#### Exercices à traiter:
1. Pourriez-vous traduire en anglais la phrase « La vraie dette, c’est finalement le service de la dette. », tirée du texte sur la finale Argentine–France ?
2. Pourriez-vous poursuivre le texte sur la finale Argentine–France après sa dernière phrase ?

#### Texte du document:
§

L’Argentine frappée d’une inflation de 92,4%, d’un niveau de pauvreté de 40% et en défaut de paiement depuis la mi-2020, a remporté la finale de la Coupe du Monde de football au bout du suspens contre une France traversée par un débat identitaire sans précédent, le retour de l’inflation (6%) quoique maîtrisée comparée à l’Allemagne et l’inéluctable montée du macro-populisme incarné par l’extrême droite. En football, heureusement, toutes ces considérations attendent dans les vestiaires.
Comme il y a 36 ans, l’Albicéleste s’est faite rejoindre au score dans les dernières minutes grâce à un grand Mbappé qui, hier, sur le terrain, est devenu incontestablement le nouveau Pelé. La délivrance va sans doute booster le BNB (Bonheur national brut) de l’Argentine, mais n’aura pas à priori d’emprise sur une dette équivalent à 55% du PIB et libellée en devises étrangères. C’est le péché originel des pays émergents.
La France, elle, avec une dette de plus de 113% du PIB, soit presque deux fois le plafond du traité de Maastricht, rembourse largement en euros et dollars et peut faire tourner la quantitative easy via la BCE. La vraie dette, c’est finalement le service de la dette. Les créanciers, y compris les prêteurs à gages, y regarderont à deux fois avant d’accorder du crédit à Buenos Aires en défaut de paiement mais n’hésiteront pas une seconde sur la France, pourtant plus endettée. Bref, la qualité de la signature joue un rôle aussi important en économie que Messi et Mbappé dans leurs équipes.
Heureusement que sur le terrain, la différence de revenus entre Français (PIB par habitant de 43 529 dollars) et argentins (10 729 dollars) est nulle, laissant la décision aux seuls joueurs et, aussi, aux dieux du football.
En 1986, Maradona avait d’une pichenette envoyé la passe décisive à Bourchaga dans les derniers instants du match. En 2022, Messi a fusillé le gardien français dans les prolongations avant de se faire une nouvelle fois rattrapé par un penalty rageur de Mbappé, encore lui.

§

#### Données fournies:
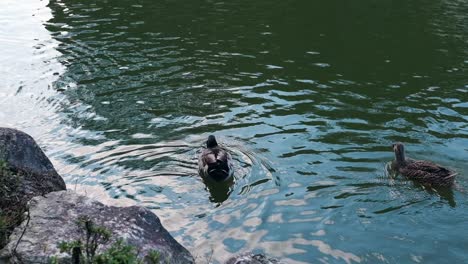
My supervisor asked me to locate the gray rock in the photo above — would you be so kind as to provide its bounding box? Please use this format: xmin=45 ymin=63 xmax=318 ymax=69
xmin=0 ymin=191 xmax=194 ymax=264
xmin=0 ymin=127 xmax=66 ymax=195
xmin=226 ymin=253 xmax=285 ymax=264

§

#### Réponses par exercice:
1. The real debt, ultimately, is debt service.

2.
Dans la fosse aux lions, ce combat épique entre les Argentins et les Français pouvait se résumer à un chassé croisé entre Lionel Messi, le grand artiste qui règne sur le football mondial depuis douze ans et Kyllian Mbappé, l’étoile montante du football français, déjà champion du monde depuis 2018, et qui méritait tout autant que son aîné et alter ego, le sacre.
Cette finale, sans doute la plus belle depuis 1930, conclut une belle Coupe du Monde. Le Qatar quant à lui (PIB par habitant de 62 000 dollars grâce, Africains réveillons-nous, à une bonne gestion des ressources gazières), marque un sans faute et fait taire les nombreuses critiques qui lui déniaient le droit d’abriter le tournoi. Victoire du Qatar et défaite du boycott sur canapé. Victoire du monde et défaite de l’européo-centrisme.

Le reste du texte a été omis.